EXERCISE GOAL: Report every line below that contains the word "pink".

Region labeling records:
----

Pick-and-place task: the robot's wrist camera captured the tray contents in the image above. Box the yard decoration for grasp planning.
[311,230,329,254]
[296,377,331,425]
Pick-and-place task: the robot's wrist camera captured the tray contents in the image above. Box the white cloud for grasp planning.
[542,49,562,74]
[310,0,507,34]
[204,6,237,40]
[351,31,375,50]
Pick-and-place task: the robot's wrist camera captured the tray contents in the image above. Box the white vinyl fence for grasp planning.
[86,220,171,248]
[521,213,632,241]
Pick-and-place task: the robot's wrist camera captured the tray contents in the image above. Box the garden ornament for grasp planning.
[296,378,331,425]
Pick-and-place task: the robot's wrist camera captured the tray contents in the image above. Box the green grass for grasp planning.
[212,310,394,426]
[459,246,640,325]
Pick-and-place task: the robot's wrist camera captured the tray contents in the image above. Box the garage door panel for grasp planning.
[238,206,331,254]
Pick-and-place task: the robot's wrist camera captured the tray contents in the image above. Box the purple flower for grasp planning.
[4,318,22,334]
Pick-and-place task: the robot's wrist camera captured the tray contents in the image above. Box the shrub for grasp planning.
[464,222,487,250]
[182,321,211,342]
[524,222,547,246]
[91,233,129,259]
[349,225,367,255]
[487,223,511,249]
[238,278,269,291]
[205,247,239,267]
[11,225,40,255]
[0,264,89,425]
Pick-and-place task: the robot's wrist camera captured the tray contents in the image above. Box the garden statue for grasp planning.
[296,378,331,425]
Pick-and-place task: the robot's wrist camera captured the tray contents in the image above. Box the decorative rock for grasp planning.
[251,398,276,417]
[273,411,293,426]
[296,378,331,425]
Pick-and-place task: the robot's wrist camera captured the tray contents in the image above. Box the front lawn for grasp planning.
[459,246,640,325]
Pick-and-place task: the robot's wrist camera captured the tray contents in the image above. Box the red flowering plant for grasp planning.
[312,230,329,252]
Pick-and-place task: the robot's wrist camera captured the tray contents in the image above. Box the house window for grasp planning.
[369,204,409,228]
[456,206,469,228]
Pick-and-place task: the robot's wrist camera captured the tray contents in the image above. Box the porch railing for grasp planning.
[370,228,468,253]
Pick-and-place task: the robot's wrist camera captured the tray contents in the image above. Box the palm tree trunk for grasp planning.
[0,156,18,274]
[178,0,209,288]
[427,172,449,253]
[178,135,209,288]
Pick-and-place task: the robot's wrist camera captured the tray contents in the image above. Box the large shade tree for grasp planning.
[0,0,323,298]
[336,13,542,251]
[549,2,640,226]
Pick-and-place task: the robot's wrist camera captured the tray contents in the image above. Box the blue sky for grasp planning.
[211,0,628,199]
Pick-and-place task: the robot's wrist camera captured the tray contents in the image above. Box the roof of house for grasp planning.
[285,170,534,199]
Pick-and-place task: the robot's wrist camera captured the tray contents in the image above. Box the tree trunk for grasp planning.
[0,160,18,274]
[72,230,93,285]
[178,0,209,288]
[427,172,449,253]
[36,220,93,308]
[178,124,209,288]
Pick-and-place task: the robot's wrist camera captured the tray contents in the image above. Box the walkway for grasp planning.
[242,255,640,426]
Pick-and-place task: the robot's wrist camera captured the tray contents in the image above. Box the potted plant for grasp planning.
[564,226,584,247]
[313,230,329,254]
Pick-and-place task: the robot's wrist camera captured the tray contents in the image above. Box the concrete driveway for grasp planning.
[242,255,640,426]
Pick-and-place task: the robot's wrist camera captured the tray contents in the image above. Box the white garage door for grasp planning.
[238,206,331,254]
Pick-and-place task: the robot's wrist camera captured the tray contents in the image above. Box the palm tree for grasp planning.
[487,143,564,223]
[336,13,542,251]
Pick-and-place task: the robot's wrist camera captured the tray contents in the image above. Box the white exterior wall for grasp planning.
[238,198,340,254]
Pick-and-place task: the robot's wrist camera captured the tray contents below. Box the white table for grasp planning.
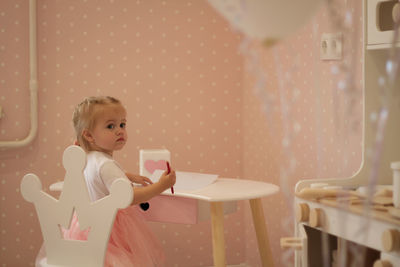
[50,178,279,267]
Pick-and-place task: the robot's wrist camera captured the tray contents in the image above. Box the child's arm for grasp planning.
[125,172,153,186]
[132,170,176,205]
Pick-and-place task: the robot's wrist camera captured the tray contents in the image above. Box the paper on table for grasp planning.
[150,170,218,190]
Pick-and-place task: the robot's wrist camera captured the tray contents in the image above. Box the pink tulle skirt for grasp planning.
[37,205,165,267]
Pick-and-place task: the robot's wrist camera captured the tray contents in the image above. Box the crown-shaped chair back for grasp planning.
[21,146,133,267]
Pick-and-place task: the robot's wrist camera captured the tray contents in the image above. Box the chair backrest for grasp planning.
[21,146,133,267]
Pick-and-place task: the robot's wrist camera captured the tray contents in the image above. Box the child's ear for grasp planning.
[82,129,94,143]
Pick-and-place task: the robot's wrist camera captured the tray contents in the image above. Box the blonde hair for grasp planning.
[72,96,122,151]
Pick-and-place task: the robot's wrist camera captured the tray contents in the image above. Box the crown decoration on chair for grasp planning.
[21,146,133,267]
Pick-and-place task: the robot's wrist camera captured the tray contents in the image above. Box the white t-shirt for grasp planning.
[84,151,129,201]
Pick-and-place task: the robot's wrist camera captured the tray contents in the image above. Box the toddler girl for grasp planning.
[64,96,176,267]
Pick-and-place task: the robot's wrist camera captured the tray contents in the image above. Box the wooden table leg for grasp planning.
[210,202,226,267]
[250,198,274,267]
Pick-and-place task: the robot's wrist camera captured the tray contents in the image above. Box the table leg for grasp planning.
[250,198,274,267]
[210,202,226,267]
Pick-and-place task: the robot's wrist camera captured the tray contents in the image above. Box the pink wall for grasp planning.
[0,0,244,266]
[0,0,362,267]
[242,0,364,266]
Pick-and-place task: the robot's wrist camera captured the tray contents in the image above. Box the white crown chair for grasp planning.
[21,146,133,267]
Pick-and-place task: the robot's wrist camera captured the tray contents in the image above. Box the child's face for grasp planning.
[88,105,128,155]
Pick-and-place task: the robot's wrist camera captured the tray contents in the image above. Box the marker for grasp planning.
[167,161,174,194]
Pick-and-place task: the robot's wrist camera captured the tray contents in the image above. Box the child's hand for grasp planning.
[125,172,153,186]
[159,170,176,189]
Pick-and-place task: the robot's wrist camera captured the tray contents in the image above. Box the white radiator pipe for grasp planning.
[0,0,38,148]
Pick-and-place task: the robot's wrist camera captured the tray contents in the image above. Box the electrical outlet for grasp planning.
[320,33,342,60]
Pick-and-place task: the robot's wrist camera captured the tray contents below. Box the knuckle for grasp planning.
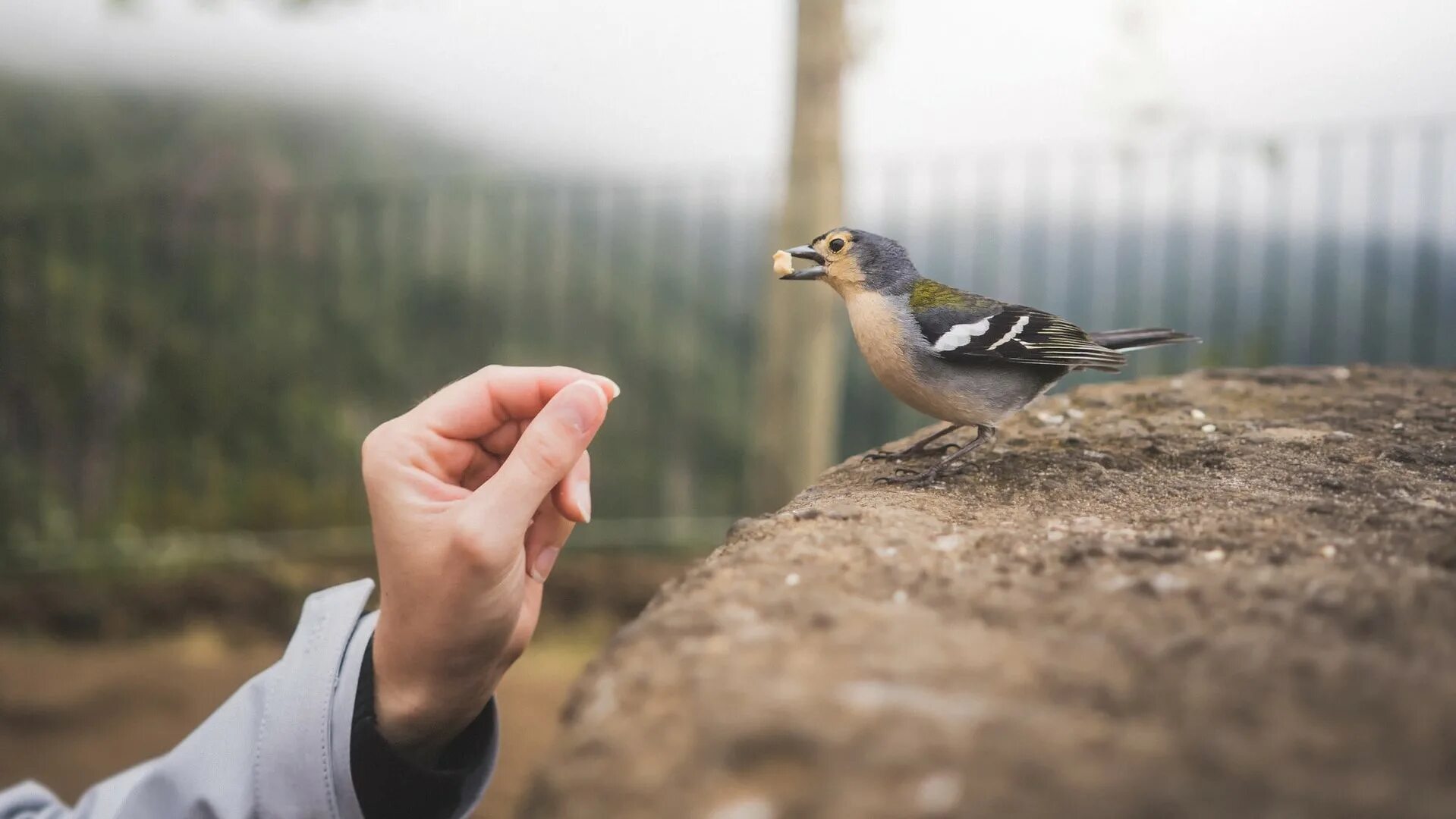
[448,516,491,564]
[523,444,571,480]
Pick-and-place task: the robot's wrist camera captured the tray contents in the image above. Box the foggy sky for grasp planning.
[0,0,1456,169]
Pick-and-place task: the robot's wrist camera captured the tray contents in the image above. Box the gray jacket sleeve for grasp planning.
[0,580,498,819]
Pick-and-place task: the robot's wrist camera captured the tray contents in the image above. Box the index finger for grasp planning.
[407,364,621,441]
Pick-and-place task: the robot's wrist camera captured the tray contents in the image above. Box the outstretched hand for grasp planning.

----

COMPLETE OUTPUT:
Pick-and-place task: the robot's wrist camera captured the tray contents in the image above. Box the pink tulle skirt for grasp planning.
Pick-and-place task: the robot's wrist camera captured the tray contents in the image above. Box the pink wall for grasp planning.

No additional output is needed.